> **REQUIRED WORK**:
1. In the interview on early horse domestication, where was the Botai culture located?
2. List every archaeological age that the interview on early horse domestication names.
3. Write the next part of the interview on horse domestication and Kazakhstan, picking up after its final sentence.

> **PASSAGE**:
———

What research topic are you currently working on?
For the past 13 years, I’ve focused my research on
early horse domestication—where, when, and how it
happened. The Botai culture, which I’ve been closely
studying, is a Copper Age culture (circa 4,000-2,000 BC)
located in northern Kazakhstan, and it had a horse-based
economy. They had permanent houses and settlements, but
no agriculture. That’s unusual—to sustain a
large, permanent settlement, you usually need agriculture.
The Botai kept horses and depended primarily on horsemeat
and probably horse milk as well. However, they existed
only for a short interval in time. We’re not sure
where they came from or went, but we do know much about
their religious beliefs and lifestyle.
One of my side interests
is the antiquity of violence in humans, which is depicted
even in French cave paintings
that are more than 20,000 years old. What we find is
that violent behavior is linked to technology. In the Bronze
Age, you see the escalation of warfare and the development
of increasingly more deadly weaponry. By the Iron Age,
about 900 BC, large conquering cavalries were amassed
in
Eurasia, and from that time forward violence keeps accelerating.
You’ve spent a lot of time
in Kazakhstan. What are conditions like there now?
Kazakhstan struggled for a few years immediately after
the collapse of the Soviet Union, but it’s thriving
now. The country is now led by a very forward- looking
president; they are developing their valuable oil resources;
and I believe that Kazakhstan will play a very important
role in the world in the near future.

———

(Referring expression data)
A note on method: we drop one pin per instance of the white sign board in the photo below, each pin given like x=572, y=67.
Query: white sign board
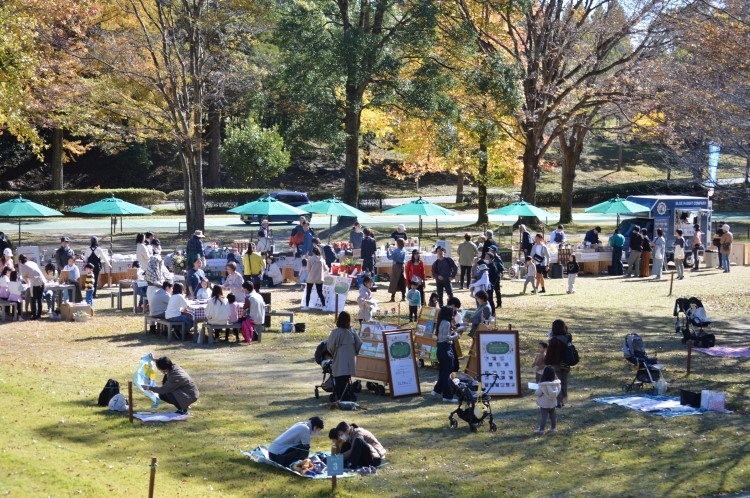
x=499, y=363
x=334, y=288
x=403, y=374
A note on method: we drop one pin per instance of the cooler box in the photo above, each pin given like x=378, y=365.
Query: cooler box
x=555, y=270
x=67, y=310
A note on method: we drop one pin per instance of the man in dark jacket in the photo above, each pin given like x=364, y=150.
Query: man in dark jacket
x=496, y=269
x=368, y=251
x=444, y=270
x=177, y=388
x=63, y=253
x=634, y=259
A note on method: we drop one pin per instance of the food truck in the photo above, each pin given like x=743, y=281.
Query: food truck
x=670, y=213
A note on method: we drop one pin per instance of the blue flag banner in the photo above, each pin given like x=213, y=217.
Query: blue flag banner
x=713, y=166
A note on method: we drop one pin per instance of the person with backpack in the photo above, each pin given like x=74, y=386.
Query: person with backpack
x=558, y=236
x=97, y=258
x=557, y=354
x=482, y=313
x=344, y=345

———

> **ANSWERS FOR EACH ITEM**:
1. Northern Kazakhstan.

2. Copper Age, Bronze Age, Iron Age

3.
I always say that
a large number of my best friends are in Kazakhstan. I’ve
spent six field seasons there, and I feel like they’re
family. The Kazakhs are a hardworking, honest, very hospitable,
and reliable people.
Many Kazakhs have facial features that resemble Navajos,
so you could easily mistake them for American Indians.
They have the same kind of power and strength in their
faces.
You were very involved with the public programs around
The Mysterious Bog People exhibit, which just closed in
January. Were you surprised by the great public and scientific
response?
It’s been so exciting. In many ways, I hated to see
it leave the museum. Coincidentally, years earlier I had
worked alongside some of the researchers studying Lindow
Man [an Iron Age body discovered in a British peat bog
in 1984] at the British Museum, so I knew it was going
to be a fascinating exhibit.
I’m not a native Pittsburgher,
but one thing you notice once you’re here is that
there are lots of European immigrants in Pittsburgh—and
many still have strong connections to Europe, and a lot
of interest
in their heritage. My own background is Dutch, Irish, German,
and English. Those Bog People could have been my ancestors—that’s
true of a lot of us. So I could understand the great public
response to this exhibit.
As co-workers, do you and your husband conduct research
together?
We’ve always wanted to collaborate. One day we might.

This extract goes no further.